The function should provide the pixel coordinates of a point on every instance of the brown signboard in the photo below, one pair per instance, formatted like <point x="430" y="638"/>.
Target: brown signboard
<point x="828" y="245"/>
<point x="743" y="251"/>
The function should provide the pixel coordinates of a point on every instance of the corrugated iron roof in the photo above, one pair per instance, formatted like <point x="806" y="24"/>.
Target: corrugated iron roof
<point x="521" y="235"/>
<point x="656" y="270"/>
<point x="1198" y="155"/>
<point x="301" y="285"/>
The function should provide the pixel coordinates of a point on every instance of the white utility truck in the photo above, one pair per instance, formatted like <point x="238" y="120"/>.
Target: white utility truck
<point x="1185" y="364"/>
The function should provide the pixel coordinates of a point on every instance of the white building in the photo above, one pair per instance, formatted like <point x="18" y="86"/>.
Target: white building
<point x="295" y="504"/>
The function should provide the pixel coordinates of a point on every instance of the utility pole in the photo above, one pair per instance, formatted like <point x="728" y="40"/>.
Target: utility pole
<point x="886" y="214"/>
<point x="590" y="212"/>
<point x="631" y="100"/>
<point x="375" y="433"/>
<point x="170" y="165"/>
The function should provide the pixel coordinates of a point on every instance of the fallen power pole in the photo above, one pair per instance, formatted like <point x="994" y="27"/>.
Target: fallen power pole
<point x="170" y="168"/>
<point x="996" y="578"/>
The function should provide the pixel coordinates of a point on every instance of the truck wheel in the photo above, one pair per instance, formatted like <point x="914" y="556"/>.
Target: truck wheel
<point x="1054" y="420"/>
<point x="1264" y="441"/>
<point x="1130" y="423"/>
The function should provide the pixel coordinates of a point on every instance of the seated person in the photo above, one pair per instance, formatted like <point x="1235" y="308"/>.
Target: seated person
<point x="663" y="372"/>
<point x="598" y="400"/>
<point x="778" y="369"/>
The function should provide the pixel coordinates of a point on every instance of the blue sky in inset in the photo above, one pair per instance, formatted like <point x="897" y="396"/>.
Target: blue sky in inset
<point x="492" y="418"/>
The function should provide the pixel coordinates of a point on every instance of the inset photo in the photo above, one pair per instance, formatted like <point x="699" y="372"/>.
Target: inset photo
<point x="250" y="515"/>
-------
Convert all the records above into a two-column CSV with the headers text and answer. Give one row per record, and put the record's wording and its answer each in a single quoted field, with line breaks replaced by spaces.

** Result of the task **
text,answer
"The function should provide the pixel coordinates of a point on every instance of the brown signboard in the photo below, one pair per instance, formatted like <point x=""430"" y=""638""/>. Target: brown signboard","<point x=""828"" y=""245""/> <point x=""743"" y=""251""/>"
"The function should provide the pixel coordinates of a point on every instance of the corrugated iron roof in the photo above, one pair per instance, formatted like <point x=""806"" y=""24""/>. Target: corrugated iron roof","<point x=""521"" y=""235""/> <point x=""656"" y=""270""/> <point x=""1198"" y=""155""/> <point x=""301"" y=""285""/>"
"The function should provide the pixel coordinates of a point on every instance of the white utility truck in the photo above, one pair per instance, formatted like <point x=""238"" y=""120""/>. Target: white utility truck","<point x=""1185"" y=""364""/>"
"The function should provide the pixel coordinates of a point on every instance of the white building in the photo above, one pair per instance, formatted like <point x=""18"" y=""86""/>. Target: white building","<point x=""295"" y=""504""/>"
"The function should provide the pixel coordinates of a point on every instance of the utility pole in the photo above, one pair per instance, formatted like <point x=""728"" y=""40""/>. Target: utility pole","<point x=""886"" y=""214""/> <point x=""590"" y=""212""/> <point x=""631"" y=""100""/> <point x=""375"" y=""433""/> <point x=""170"" y=""165""/>"
"The function should provide the pixel coordinates of a point on every instance of the fallen power pole in the photo above, one pair per instance, formatted like <point x=""994"" y=""27""/>. Target: fallen power pole","<point x=""170"" y=""168""/> <point x=""996"" y=""578""/>"
"The function should provide the pixel coordinates of a point on every instance of the truck wheel in the photo above, one pair per instance, formatted like <point x=""914"" y=""556""/>. Target: truck wheel","<point x=""1054"" y=""420""/> <point x=""1264"" y=""441""/> <point x=""1130"" y=""423""/>"
"The function should provide the pixel coordinates of a point on every instance of the seated person in the photo above, one pair per instance, formatted like <point x=""1235"" y=""308""/>. Target: seated person","<point x=""663"" y=""372""/> <point x=""598"" y=""400""/> <point x=""778"" y=""369""/>"
"The function should provide the pixel coordinates of a point on every instance of the blue sky in inset in the photo above, one pair per instance, formatted like <point x=""897"" y=""396""/>. Target: blue sky in inset","<point x=""492"" y=""418""/>"
"The function should provide the pixel coordinates of a point on every instance of the inset photo in the photo above, one pair per instance, formatted like <point x=""699"" y=""372""/>. Target: inset photo","<point x=""250"" y=""515""/>"